### Text under study

The booming marketplace has done irreparable damage to the medallion.

Today, even if someone were willing to buy a medallion for a bargain basement rate of a few hundred thousands dollars, banks are now unwilling to back the sales.

“I know someone who was trying to sell for $400,000,” said cabbie Sergio Cabrera, who bought one in 2000 as a way to finance his golden years. “They had a buyer, but no one wanted to finance it, so the sale didn’t go through.”

Placida Robinson, who bought her medallion 10 years ago, still owes in excess of $840,000 on her loan, and for the first time in all her years driving, she is unable to make her payments.

The bank has started foreclosure proceedings, and she is now in danger of losing not only her medallion but also her apartment, and puts the blame squarely on the city for not protecting her and other taxi drivers’ investments.

She went to a recent TLC meeting and demanded that the city buy her medallion back from her at the price she paid for it plus interest.

“The city has its hand in the revenue grabbing on the back of medallions owners who were told this was an investment that they could own and control to be profitable,” said Robinson. “That’s not only a lie. It’s corruption.”

Meanwhile, the city has also felt the pain of Uber’s rise — with about 1,600 medallions sitting on the shelf unsellable. They would collectively have been worth more than $1 billion just a few years ago.

“The city has gone against the best interest of the taxpayers,” said Cabrera, who believes — along with many other yellow cab drivers — that more regulation is needed for the e-hail companies.

The crux of the argument is whether Uber and others are offering “on demand” service, which would violate the cabbies’ exclusive right to street hails.

Both state and federal courts have ruled that cars that pick customers up based on “e-hails” are prearranging rides, even if the car is cruising right by or just around the corner from the pickup spot.

But the furious yellow cabbies don’t see it that way.

“By allowing a company like Uber to come in and essentially do the same thing of on-demand service, they have gone against the contract that we had with them,” said Cabrera. “When someone uses the app to call for a cab, it’s the same as raising your hand in the street. This is why we paid hundreds of thousands and millions of dollars for these medallions, we thought the city would protect us.”

City officials say the court rulings show that it is regulating Uber as much as it has to.

“The issue has been litigated in state and federal court, and both found in favor of the TLC,” said agency spokesman Fromberg. “Plaintiffs are appealing both decisions and those appeals are pending.”

The impact is undeniable.

Thousands of yellow cabbies are in danger of losing their livelihoods, homes and retirement because the value of their taxi medallions has plummeted, and they are making little money, leaving them unable to pay off sky-high mortgages.

Drivers and lenders say the city has allowed Uber to turn the taxi industry into a veritable Lord of the Flies.

“Why would anyone want to pay for a medallion now when they can do the same exact thing without shelling out the money?” said Cabrera.

Image point grounding data:
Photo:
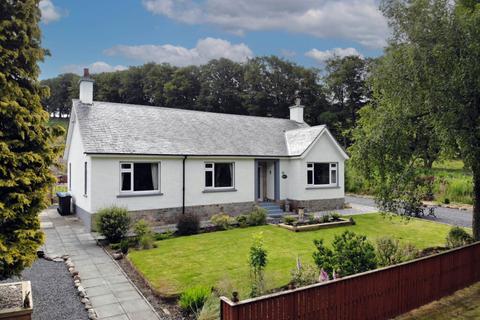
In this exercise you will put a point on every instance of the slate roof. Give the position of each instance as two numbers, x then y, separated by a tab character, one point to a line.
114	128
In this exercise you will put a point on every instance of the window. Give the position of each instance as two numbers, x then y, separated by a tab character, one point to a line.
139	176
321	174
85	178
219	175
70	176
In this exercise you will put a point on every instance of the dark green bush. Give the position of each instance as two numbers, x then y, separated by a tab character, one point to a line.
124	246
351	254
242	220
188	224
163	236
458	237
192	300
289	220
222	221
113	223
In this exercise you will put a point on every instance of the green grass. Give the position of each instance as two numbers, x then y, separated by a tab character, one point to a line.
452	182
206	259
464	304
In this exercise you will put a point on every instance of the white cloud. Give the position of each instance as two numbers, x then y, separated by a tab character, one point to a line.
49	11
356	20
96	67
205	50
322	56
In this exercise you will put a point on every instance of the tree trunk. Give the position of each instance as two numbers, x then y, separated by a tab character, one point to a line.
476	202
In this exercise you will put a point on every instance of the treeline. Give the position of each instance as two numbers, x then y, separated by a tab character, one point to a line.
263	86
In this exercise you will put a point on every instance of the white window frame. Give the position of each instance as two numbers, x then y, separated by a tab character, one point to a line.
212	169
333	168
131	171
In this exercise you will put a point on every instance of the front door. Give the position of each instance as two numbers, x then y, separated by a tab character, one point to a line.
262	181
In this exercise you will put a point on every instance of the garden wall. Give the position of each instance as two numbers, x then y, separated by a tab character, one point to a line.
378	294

### What you are asked to do
According to the text on taxi medallions, roughly how many medallions does the city hold that cannot be sold? The records were drawn from a separate source and are unrelated to the text.

### Output for this exercise
About 1,600 medallions.